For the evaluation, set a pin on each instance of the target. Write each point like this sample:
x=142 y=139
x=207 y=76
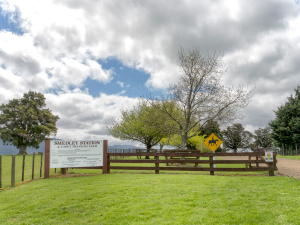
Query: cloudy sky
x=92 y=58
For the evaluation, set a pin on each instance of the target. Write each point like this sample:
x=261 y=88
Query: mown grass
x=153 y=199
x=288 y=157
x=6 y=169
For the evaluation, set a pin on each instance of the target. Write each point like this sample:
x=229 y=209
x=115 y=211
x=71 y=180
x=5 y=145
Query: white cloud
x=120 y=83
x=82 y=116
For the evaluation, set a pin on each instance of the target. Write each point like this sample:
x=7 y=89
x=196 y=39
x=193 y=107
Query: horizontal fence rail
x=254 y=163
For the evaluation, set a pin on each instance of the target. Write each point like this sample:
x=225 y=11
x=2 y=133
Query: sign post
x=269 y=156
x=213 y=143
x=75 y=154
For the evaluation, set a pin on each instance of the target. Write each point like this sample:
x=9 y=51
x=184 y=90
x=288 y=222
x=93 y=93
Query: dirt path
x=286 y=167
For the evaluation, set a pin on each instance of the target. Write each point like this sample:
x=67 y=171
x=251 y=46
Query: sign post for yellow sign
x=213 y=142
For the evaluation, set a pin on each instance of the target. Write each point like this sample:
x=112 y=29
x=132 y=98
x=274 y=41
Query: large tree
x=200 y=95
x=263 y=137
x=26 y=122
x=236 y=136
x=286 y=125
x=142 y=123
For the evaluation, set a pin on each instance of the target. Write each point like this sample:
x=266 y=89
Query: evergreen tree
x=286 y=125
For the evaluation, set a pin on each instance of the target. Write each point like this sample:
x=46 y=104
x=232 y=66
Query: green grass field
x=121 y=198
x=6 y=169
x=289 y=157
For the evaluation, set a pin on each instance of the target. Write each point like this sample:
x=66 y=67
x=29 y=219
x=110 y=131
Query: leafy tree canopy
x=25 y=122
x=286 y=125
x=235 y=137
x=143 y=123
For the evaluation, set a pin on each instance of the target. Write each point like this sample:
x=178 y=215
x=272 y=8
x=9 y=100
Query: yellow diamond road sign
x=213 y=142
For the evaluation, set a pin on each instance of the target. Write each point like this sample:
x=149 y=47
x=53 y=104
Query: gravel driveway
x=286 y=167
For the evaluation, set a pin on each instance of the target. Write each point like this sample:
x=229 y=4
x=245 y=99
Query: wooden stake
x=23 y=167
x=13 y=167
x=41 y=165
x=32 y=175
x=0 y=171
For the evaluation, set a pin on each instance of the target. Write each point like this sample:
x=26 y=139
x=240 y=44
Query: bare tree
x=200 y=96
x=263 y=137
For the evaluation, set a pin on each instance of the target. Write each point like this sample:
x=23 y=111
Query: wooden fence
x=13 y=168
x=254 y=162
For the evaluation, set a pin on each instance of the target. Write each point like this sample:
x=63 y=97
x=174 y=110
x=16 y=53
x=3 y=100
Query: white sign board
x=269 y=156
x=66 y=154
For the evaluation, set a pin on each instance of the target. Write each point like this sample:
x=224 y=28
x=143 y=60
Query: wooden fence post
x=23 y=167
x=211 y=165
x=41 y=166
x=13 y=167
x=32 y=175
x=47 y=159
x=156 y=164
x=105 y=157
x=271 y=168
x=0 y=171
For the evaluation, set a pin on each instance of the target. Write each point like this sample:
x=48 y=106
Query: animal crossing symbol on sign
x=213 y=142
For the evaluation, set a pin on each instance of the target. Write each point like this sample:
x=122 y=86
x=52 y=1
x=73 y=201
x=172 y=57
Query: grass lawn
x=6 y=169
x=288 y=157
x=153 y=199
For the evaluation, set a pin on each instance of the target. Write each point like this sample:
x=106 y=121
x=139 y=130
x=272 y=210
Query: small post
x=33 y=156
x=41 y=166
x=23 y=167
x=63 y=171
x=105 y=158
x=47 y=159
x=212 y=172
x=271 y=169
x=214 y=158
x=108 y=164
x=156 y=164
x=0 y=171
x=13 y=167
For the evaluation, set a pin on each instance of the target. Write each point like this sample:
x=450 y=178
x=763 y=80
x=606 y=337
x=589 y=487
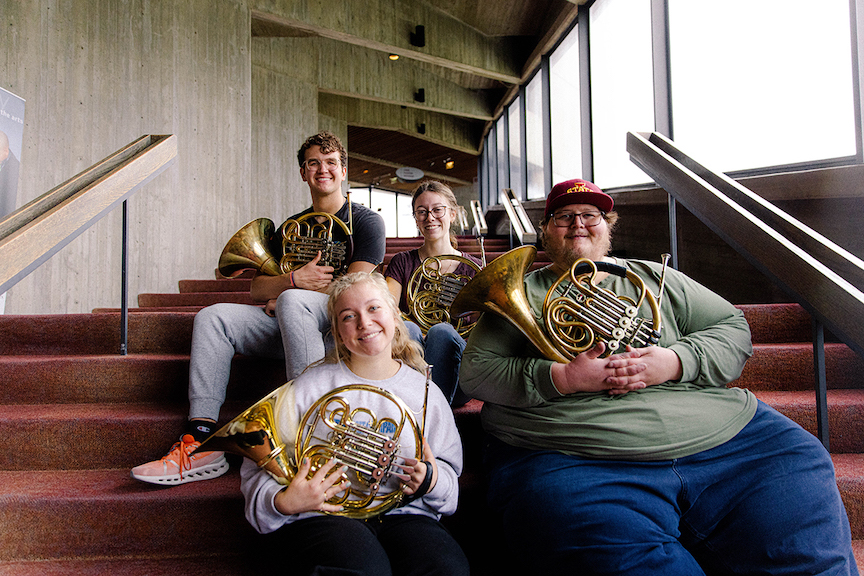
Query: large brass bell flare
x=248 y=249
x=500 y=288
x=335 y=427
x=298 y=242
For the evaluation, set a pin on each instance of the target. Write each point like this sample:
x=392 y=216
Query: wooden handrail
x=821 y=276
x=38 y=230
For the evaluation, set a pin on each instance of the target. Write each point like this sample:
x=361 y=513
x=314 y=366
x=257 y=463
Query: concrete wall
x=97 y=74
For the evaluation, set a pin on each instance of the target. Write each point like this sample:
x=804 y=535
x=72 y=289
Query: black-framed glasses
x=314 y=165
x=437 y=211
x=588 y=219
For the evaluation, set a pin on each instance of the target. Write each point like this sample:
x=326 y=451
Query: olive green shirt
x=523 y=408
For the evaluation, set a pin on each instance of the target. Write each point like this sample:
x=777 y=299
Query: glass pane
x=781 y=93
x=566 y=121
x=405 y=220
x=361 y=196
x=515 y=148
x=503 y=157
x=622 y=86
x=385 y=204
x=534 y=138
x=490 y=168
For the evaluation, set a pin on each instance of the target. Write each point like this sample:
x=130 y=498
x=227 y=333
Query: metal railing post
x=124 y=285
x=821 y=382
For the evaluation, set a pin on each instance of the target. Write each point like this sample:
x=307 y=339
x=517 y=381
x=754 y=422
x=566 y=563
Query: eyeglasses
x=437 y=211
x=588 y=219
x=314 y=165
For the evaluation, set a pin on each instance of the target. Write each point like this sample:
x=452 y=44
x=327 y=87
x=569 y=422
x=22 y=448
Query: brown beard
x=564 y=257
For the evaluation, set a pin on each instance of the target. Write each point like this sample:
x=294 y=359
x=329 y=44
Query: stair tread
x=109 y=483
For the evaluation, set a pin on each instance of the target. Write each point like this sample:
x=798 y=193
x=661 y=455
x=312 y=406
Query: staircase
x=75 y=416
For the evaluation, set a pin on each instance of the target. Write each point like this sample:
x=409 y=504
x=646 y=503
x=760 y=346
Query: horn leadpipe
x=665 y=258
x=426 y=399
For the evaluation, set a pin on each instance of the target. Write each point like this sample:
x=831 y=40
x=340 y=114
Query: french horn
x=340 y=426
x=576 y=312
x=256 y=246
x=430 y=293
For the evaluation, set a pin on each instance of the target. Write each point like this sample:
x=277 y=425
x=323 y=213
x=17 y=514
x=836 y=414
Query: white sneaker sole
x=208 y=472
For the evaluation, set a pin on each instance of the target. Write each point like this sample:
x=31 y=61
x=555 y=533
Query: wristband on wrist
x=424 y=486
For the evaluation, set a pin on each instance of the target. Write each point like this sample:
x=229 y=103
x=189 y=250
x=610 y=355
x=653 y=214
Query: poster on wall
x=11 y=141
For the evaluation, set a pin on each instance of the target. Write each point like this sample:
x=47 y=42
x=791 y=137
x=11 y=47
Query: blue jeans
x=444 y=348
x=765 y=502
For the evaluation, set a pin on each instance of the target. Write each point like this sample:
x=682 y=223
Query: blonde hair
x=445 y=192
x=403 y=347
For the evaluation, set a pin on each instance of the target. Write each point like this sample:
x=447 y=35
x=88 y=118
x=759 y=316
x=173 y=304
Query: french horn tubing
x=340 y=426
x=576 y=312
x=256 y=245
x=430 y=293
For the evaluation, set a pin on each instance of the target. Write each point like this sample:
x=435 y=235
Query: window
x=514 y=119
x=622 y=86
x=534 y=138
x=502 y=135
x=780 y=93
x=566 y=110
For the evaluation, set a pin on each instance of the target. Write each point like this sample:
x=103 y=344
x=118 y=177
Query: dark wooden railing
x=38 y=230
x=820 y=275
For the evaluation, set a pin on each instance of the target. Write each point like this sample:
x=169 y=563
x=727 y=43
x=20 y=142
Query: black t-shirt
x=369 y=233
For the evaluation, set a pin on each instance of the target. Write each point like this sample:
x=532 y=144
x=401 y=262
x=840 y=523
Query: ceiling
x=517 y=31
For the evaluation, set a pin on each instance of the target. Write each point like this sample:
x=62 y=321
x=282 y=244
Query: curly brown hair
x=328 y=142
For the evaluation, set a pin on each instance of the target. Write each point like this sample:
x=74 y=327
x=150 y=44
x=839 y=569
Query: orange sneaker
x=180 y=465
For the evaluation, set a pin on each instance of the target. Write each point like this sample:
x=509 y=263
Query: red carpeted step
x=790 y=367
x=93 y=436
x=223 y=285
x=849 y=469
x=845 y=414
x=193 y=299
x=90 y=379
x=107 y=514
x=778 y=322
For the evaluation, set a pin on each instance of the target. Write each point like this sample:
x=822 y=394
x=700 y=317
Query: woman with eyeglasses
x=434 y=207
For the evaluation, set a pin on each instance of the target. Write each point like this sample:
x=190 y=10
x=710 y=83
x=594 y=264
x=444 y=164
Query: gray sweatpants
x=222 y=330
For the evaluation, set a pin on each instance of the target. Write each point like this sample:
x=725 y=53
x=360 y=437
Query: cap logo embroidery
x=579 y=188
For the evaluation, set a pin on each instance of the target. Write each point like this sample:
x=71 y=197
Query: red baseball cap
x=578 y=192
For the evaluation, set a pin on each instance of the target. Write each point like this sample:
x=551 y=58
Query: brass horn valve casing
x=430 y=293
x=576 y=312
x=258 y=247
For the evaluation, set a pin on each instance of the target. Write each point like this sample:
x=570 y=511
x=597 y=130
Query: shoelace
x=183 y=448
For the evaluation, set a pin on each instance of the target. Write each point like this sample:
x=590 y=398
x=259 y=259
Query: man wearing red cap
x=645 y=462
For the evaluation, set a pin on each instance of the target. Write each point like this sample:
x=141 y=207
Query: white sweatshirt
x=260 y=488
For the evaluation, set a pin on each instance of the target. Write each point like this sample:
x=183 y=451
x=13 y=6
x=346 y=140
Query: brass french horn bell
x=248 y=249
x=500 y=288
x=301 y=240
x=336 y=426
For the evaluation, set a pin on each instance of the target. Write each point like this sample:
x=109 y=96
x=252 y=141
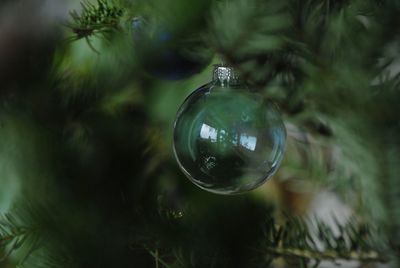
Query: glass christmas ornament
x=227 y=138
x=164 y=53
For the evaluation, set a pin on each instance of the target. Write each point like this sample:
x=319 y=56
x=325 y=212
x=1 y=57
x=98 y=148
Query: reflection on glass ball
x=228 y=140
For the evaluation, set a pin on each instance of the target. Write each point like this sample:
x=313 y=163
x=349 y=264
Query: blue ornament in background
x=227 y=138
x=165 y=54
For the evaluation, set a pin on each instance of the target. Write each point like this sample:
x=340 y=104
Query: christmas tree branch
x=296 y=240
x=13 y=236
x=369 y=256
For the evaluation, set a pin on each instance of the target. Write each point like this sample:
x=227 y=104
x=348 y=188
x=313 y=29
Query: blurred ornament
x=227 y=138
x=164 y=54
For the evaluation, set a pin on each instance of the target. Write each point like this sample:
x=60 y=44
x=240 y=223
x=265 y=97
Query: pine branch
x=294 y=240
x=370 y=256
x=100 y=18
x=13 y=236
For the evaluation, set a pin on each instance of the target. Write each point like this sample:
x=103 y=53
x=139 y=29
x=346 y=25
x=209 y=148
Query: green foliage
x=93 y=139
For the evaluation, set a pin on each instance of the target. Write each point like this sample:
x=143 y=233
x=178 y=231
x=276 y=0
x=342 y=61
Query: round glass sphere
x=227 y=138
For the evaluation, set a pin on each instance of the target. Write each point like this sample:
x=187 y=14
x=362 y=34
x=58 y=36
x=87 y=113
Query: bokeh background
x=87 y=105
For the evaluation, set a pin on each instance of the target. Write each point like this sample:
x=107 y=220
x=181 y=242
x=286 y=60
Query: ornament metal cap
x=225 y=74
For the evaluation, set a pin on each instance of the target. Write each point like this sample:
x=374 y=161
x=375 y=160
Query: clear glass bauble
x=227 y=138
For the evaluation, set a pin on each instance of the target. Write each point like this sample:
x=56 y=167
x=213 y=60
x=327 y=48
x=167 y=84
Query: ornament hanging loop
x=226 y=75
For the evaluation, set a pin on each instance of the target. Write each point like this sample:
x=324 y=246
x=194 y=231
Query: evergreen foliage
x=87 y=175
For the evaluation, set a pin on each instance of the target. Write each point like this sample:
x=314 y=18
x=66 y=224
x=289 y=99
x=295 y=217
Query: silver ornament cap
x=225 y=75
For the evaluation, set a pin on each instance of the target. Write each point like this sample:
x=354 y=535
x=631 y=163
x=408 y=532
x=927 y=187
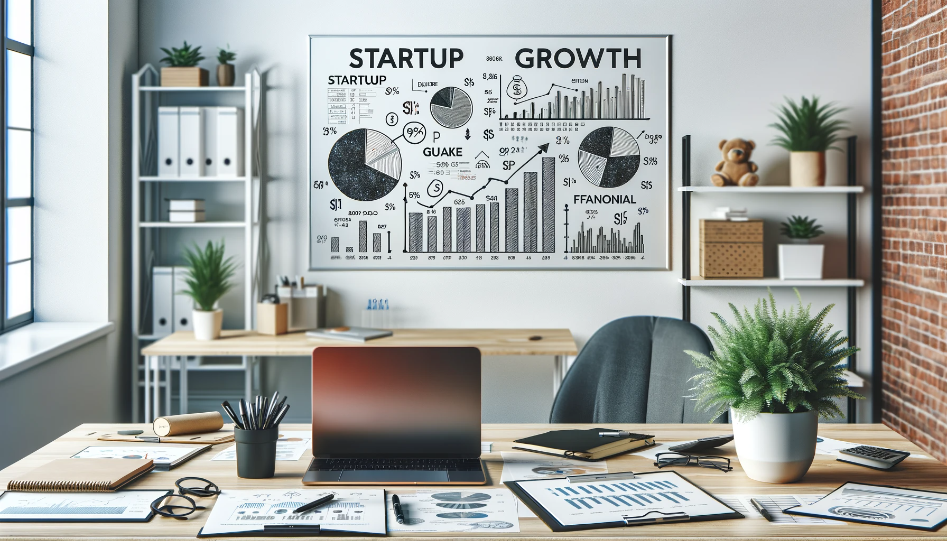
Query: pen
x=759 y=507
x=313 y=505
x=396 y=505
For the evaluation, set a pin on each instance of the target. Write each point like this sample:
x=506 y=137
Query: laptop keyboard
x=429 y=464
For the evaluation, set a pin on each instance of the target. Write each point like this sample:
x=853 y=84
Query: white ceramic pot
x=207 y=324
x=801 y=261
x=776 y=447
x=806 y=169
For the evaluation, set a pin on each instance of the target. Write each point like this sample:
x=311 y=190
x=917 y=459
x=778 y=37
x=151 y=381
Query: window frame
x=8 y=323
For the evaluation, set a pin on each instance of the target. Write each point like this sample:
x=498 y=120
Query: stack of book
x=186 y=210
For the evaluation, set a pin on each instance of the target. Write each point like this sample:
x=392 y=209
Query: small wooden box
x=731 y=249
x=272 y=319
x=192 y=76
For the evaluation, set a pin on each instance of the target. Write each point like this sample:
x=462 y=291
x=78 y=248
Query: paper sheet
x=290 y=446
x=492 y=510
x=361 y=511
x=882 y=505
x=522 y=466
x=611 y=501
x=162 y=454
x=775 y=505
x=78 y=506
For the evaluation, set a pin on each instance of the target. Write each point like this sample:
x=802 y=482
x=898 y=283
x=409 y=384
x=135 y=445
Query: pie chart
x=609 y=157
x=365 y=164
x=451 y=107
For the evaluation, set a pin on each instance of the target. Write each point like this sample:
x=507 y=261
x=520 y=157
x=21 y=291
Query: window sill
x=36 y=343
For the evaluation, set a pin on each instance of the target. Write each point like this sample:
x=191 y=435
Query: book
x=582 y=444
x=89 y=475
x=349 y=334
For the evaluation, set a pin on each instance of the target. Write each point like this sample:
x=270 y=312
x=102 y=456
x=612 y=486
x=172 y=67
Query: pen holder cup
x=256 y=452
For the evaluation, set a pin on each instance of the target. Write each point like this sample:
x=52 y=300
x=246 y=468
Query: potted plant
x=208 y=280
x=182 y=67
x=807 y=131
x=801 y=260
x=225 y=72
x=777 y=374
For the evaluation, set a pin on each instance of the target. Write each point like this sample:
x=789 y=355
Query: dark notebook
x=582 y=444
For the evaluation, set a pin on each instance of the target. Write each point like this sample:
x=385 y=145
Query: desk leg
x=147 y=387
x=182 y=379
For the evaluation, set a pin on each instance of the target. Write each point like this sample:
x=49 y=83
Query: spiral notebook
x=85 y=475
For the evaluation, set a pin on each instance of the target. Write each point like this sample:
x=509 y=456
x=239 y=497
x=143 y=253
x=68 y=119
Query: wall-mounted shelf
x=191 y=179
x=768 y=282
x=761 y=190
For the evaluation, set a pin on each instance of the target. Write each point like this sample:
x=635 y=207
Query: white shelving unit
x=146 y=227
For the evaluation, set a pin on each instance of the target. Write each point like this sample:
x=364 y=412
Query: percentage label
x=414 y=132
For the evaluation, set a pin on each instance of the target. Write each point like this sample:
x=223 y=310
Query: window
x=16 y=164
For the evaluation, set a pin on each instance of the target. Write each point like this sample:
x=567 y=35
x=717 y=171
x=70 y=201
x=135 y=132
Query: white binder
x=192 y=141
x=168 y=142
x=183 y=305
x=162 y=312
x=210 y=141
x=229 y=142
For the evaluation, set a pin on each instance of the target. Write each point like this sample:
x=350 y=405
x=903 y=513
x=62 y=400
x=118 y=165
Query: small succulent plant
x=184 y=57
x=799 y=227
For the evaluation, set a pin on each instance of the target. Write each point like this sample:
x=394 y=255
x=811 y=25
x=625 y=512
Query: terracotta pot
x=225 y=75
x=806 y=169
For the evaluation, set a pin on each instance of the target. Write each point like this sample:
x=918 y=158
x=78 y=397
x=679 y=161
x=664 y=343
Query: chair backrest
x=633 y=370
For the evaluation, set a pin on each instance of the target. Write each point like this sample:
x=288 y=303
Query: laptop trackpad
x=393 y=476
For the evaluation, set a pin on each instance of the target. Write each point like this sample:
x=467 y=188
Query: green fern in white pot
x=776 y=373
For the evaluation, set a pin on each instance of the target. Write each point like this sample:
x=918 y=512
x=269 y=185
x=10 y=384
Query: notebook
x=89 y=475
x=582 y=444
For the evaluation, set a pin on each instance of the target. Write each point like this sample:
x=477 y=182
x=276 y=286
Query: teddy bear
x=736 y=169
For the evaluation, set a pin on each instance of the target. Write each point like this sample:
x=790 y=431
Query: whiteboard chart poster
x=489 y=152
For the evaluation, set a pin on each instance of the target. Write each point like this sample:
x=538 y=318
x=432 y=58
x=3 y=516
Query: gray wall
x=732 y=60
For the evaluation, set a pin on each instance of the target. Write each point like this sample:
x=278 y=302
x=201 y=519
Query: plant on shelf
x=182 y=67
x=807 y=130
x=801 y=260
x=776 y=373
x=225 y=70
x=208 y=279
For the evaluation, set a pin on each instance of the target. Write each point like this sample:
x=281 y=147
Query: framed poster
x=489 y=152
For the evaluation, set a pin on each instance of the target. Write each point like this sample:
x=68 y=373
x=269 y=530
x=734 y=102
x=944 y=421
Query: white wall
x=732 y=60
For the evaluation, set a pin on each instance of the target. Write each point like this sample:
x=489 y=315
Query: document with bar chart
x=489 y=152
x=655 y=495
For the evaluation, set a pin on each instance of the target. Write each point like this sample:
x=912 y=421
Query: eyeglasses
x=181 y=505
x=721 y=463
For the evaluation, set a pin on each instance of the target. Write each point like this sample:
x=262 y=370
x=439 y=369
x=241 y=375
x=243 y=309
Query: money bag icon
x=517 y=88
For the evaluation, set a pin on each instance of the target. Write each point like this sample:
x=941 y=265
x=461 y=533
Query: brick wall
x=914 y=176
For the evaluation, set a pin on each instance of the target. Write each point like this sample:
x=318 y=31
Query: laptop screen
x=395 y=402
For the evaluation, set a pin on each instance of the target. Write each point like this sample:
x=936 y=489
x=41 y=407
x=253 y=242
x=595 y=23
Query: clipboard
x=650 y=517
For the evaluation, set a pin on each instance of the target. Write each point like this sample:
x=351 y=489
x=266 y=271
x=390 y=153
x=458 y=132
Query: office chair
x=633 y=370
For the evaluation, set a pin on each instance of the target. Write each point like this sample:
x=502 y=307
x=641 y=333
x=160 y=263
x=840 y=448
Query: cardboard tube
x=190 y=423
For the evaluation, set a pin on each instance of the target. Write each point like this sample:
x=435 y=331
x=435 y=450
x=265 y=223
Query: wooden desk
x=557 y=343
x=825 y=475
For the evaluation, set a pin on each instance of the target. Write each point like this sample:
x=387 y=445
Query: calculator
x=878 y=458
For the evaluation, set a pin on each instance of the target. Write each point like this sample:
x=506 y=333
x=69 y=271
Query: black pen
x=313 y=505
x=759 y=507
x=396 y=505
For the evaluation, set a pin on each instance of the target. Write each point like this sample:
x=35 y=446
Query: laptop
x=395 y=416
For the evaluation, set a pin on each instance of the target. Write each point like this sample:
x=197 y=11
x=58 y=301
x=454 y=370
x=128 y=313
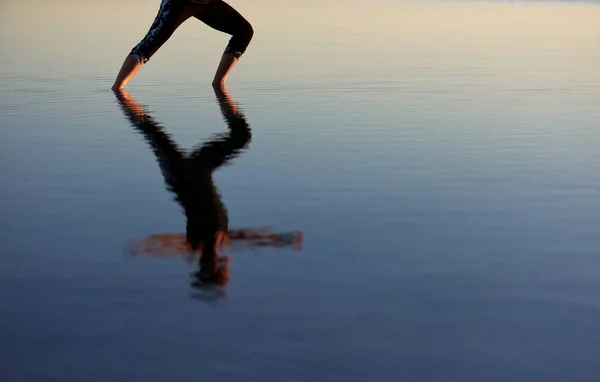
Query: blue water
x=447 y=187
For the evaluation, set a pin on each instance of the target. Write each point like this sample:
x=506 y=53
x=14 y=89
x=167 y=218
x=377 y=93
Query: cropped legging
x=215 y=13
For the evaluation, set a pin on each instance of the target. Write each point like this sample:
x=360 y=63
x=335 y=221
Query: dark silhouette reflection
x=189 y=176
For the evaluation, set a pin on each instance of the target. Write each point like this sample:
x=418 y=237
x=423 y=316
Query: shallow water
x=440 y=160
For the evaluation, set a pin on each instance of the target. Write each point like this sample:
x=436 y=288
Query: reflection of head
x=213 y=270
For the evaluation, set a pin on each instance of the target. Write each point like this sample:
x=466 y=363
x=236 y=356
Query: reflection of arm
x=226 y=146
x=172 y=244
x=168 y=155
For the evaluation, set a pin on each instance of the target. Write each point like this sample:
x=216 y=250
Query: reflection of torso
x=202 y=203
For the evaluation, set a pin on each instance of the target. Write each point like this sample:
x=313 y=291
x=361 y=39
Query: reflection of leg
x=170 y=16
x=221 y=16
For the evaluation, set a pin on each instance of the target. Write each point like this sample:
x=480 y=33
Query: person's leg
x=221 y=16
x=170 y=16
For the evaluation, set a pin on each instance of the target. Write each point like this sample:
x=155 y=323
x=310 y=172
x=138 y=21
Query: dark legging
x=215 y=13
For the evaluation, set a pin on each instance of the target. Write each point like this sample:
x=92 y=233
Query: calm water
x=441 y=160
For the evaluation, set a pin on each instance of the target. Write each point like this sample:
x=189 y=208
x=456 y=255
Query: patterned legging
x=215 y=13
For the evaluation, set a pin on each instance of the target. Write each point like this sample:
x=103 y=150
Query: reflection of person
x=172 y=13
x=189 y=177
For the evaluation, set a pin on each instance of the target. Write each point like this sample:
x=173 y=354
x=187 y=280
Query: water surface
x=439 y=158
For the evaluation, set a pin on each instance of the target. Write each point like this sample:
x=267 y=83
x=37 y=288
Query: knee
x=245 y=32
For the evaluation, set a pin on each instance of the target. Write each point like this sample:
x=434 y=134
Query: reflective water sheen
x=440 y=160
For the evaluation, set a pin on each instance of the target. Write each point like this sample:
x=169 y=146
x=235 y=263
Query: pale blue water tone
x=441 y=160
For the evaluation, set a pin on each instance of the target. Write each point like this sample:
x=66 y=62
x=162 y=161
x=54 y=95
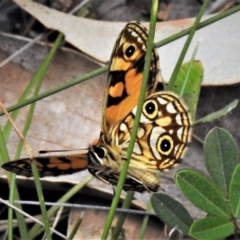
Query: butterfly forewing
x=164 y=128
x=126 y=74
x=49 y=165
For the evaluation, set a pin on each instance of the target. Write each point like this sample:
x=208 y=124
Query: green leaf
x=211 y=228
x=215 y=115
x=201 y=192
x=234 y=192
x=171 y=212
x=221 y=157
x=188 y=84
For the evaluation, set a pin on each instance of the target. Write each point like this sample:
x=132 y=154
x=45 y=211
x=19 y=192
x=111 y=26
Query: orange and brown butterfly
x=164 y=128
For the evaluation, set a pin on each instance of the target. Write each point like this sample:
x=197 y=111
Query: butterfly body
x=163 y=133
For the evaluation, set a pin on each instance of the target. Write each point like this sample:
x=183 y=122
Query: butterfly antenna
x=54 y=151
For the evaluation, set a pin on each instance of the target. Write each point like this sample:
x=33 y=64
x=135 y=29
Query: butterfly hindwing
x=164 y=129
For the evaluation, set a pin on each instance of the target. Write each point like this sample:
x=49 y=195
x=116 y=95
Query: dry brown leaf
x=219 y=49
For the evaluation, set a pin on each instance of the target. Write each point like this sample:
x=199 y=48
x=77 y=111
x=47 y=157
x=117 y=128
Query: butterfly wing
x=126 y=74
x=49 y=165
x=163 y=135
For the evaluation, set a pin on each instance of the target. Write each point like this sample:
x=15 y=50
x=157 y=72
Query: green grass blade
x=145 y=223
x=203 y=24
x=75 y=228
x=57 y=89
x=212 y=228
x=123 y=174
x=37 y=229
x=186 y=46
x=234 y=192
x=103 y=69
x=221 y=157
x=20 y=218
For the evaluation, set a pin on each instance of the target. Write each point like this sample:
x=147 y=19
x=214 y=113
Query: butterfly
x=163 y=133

# WRITTEN REQUEST
Pull out every line in the items above that contains the word "tree", and copy each one in full.

# THE REPLY
Query: large tree
Query: evergreen tree
Query: leafy tree canopy
Query: bare tree
Query: christmas tree branch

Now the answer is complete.